Please copy the records from the line with "Every instance of the dark metal" through the end of the records, changing "skyscraper" to "tower" and keeping everything else the same.

[Some records]
··········
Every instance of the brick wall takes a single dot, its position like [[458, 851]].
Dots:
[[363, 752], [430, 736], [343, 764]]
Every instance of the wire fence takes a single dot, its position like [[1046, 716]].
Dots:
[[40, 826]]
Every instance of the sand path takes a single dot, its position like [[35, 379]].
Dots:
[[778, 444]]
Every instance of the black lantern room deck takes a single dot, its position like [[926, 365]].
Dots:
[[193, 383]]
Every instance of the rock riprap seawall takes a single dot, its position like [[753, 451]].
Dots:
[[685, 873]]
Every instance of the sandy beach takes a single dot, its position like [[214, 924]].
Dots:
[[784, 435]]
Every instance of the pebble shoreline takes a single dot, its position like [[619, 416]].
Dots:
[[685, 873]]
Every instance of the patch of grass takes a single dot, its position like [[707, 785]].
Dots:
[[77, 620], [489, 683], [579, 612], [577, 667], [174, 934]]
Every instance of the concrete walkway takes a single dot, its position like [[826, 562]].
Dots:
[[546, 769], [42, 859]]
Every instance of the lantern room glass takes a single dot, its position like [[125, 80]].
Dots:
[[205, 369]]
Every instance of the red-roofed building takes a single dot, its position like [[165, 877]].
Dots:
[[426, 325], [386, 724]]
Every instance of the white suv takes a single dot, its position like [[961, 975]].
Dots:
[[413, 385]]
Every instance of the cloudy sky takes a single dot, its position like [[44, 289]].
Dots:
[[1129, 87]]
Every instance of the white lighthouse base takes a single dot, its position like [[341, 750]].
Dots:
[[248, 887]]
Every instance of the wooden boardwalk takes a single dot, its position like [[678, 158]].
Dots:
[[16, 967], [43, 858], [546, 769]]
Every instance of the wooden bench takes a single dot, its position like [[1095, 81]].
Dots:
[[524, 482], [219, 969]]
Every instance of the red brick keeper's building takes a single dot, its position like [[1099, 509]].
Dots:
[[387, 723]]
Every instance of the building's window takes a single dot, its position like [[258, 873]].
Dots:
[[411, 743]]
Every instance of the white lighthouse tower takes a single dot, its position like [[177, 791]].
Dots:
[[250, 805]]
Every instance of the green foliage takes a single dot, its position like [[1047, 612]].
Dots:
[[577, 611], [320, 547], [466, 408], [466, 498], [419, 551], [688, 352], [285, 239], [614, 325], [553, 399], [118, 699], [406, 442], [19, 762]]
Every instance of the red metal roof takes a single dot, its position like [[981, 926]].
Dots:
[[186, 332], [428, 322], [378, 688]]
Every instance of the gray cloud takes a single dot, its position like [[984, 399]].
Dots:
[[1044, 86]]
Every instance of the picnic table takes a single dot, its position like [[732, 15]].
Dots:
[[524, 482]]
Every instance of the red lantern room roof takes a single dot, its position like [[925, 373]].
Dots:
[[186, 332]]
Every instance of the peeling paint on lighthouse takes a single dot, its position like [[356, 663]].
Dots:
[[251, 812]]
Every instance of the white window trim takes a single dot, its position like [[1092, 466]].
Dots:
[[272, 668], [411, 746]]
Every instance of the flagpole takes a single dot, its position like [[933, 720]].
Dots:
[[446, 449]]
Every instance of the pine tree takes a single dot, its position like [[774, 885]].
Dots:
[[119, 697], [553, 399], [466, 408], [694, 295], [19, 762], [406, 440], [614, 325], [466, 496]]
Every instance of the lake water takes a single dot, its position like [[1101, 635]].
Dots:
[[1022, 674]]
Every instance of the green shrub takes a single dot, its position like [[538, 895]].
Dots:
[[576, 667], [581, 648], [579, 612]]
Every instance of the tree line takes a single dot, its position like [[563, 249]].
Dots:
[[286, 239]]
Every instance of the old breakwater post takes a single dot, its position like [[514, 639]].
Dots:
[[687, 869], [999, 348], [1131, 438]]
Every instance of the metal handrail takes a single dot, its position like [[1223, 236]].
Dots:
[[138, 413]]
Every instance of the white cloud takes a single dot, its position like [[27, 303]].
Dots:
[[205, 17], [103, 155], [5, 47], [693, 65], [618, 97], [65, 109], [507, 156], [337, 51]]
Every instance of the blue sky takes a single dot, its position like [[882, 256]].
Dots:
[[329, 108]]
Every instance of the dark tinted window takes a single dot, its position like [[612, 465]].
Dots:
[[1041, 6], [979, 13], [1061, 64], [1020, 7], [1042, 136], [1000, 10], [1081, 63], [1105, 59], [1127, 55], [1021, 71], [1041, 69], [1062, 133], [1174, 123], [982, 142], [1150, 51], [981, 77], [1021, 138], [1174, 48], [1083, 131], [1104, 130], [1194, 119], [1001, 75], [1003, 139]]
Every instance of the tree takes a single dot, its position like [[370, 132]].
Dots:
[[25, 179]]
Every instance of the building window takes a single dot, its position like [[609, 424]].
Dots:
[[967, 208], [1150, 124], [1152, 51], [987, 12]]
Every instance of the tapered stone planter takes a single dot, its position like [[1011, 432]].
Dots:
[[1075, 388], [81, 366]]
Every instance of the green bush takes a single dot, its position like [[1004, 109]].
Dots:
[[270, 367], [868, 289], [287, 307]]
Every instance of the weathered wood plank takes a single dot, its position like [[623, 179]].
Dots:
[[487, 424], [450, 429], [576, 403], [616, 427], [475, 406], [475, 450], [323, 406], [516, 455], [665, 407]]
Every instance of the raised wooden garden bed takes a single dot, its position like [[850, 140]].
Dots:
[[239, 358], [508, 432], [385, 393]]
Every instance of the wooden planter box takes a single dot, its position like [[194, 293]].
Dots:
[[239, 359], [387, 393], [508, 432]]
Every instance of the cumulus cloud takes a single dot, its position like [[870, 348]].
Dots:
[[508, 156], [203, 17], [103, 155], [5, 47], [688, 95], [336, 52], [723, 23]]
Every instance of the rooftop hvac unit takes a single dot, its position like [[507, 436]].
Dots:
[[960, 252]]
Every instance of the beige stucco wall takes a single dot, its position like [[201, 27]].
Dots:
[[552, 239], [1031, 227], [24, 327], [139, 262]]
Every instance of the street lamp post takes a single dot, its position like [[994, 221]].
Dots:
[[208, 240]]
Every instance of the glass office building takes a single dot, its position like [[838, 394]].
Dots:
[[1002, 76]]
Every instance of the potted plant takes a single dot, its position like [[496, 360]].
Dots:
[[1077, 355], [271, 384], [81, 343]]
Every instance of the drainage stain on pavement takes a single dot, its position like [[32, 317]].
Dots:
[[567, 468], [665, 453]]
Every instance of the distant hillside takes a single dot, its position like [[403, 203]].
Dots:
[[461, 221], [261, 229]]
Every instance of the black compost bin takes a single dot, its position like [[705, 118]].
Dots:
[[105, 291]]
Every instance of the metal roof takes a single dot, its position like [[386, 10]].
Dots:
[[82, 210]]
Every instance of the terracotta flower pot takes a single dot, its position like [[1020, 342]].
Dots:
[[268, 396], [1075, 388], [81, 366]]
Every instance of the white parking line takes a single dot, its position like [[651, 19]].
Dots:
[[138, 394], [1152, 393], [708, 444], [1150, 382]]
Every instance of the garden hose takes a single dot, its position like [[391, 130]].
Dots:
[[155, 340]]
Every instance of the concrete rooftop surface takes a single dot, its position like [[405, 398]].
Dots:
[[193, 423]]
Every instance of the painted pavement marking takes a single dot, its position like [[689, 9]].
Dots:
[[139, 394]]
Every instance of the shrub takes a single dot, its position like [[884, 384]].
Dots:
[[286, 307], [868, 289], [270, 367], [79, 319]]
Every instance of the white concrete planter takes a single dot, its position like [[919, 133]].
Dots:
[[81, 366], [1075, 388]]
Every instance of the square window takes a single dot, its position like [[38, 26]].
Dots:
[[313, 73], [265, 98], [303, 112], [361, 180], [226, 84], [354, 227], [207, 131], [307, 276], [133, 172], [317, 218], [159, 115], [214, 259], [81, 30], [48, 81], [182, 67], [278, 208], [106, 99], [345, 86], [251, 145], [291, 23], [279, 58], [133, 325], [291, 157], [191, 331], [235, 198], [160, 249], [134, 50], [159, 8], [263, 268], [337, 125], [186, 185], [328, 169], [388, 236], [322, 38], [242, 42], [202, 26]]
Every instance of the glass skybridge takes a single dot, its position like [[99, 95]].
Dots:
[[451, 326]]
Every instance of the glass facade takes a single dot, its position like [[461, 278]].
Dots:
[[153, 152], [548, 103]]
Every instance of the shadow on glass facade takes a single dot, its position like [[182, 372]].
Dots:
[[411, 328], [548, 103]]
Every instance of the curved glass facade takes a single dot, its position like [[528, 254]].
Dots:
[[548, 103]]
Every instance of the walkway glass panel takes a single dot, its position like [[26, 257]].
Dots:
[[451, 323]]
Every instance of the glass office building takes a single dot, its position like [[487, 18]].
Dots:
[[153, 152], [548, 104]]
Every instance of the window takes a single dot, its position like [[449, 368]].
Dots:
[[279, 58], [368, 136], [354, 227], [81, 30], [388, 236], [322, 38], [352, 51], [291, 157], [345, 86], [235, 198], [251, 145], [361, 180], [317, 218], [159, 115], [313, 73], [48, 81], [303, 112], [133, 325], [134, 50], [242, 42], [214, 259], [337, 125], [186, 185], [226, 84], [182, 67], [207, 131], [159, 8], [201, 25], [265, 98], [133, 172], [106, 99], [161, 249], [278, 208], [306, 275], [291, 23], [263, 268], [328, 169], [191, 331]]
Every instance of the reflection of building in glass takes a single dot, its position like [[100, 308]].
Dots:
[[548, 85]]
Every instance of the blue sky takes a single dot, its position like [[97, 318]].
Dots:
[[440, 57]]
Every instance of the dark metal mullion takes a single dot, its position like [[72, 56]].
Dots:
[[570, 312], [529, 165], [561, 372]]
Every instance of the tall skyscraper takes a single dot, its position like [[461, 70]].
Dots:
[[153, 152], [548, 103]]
··········
RESULT FOR THIS EXERCISE:
Every instance of the dark metal mullion takes a single dot, its position like [[72, 56]].
Dots:
[[570, 312], [529, 165], [561, 372]]
Every instance of the tall tower takes a single dot, its position like [[461, 70]].
Dots:
[[153, 152], [548, 103]]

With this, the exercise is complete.